WHAT TO DO — Format the lines of the records as a JSON list of strings, one string per line and blank lines left out. Start with the line containing "Give the outline of every instance of the suburban" and go through the end of the records.

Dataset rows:

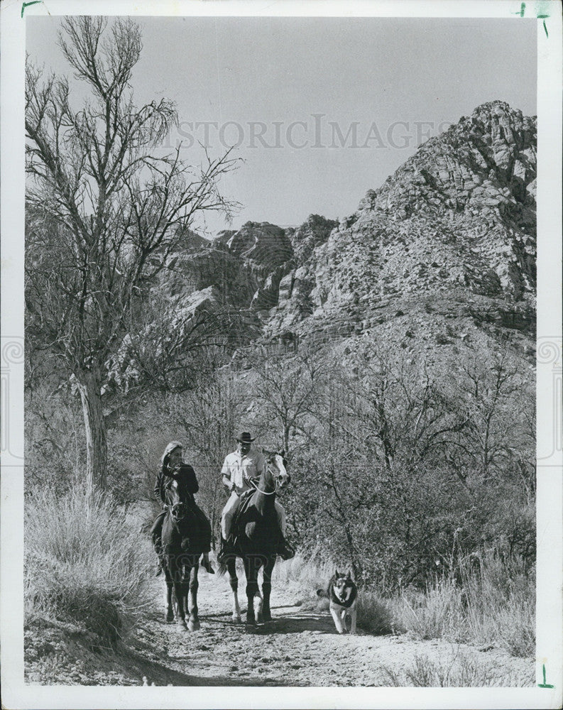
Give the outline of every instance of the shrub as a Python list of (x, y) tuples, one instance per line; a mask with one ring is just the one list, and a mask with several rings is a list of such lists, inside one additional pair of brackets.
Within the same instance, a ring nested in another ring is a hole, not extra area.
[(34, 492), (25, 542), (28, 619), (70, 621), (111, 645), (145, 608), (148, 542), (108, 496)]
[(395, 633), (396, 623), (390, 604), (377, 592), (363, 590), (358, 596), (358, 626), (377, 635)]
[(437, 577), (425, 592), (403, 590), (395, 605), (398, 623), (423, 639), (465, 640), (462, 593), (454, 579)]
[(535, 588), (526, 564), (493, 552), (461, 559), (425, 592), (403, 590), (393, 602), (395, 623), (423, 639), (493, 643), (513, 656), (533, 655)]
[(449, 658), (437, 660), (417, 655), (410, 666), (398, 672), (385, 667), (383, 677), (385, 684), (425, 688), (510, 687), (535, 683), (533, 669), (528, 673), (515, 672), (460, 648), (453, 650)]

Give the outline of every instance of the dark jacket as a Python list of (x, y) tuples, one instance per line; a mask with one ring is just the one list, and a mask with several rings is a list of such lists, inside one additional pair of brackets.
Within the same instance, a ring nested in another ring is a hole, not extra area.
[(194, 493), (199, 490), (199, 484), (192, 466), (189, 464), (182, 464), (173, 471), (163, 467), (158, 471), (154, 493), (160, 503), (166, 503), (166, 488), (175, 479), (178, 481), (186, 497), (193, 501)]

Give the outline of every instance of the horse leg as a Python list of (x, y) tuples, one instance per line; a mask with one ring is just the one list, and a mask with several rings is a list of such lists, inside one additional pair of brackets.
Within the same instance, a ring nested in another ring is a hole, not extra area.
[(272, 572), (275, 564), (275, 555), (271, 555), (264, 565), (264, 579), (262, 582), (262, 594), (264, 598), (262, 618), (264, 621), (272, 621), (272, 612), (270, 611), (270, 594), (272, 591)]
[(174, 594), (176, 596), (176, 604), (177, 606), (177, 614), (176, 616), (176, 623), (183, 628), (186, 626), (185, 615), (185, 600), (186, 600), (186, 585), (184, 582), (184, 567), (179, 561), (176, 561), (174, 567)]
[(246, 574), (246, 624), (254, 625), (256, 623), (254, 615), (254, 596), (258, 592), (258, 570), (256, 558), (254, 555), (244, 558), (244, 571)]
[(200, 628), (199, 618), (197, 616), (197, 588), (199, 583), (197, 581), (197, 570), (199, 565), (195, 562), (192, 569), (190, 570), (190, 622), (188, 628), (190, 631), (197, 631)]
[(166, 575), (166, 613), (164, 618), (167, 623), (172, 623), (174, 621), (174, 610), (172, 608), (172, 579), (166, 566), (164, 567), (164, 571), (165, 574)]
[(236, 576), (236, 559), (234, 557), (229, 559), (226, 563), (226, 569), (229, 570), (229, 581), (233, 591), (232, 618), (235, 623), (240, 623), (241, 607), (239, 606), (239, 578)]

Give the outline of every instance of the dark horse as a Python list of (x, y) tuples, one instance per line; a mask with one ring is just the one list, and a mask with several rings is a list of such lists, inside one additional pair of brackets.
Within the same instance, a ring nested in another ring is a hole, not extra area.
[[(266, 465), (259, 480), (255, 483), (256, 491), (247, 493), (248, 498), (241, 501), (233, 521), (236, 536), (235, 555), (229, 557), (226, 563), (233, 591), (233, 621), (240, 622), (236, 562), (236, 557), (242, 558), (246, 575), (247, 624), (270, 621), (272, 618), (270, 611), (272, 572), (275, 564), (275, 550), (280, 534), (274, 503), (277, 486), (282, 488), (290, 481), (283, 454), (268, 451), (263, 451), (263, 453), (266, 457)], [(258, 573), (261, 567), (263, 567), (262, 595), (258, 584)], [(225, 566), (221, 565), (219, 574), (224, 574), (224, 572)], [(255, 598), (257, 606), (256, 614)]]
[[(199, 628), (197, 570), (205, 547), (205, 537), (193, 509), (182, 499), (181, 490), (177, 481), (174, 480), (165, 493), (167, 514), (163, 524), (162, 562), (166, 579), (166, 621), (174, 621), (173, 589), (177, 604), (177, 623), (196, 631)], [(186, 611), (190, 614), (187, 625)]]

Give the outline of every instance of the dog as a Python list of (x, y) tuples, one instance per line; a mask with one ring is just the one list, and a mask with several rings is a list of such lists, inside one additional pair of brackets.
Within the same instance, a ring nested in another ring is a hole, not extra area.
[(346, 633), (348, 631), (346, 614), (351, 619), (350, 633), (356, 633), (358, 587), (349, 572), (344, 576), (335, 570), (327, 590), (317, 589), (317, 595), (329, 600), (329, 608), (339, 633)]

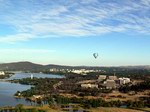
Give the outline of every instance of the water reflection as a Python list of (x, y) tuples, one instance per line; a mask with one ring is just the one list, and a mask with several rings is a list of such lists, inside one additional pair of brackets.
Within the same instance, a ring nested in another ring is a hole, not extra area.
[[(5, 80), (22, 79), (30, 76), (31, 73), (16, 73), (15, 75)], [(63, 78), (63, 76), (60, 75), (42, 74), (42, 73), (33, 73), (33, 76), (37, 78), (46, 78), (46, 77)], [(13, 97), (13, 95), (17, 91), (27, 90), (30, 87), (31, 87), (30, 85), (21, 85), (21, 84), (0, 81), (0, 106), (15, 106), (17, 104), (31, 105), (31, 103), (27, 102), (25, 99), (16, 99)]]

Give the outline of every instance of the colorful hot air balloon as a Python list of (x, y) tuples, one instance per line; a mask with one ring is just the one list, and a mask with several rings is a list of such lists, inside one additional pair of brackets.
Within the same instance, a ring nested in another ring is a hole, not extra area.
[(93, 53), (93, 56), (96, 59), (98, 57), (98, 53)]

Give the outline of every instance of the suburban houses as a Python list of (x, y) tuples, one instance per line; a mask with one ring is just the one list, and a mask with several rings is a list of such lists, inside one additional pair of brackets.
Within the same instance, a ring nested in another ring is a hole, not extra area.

RESULT OF THIS EXERCISE —
[
  "Give the outline of every instance of the suburban houses as a Python list of (x, y) tuples, one instance per line; a mask with one ring is just the one list, and a mask with several rings is a list of such lists, inside one additional pair of brackets.",
  "Within the same instance, a ring nested in another ring is a hole, not extra area."
]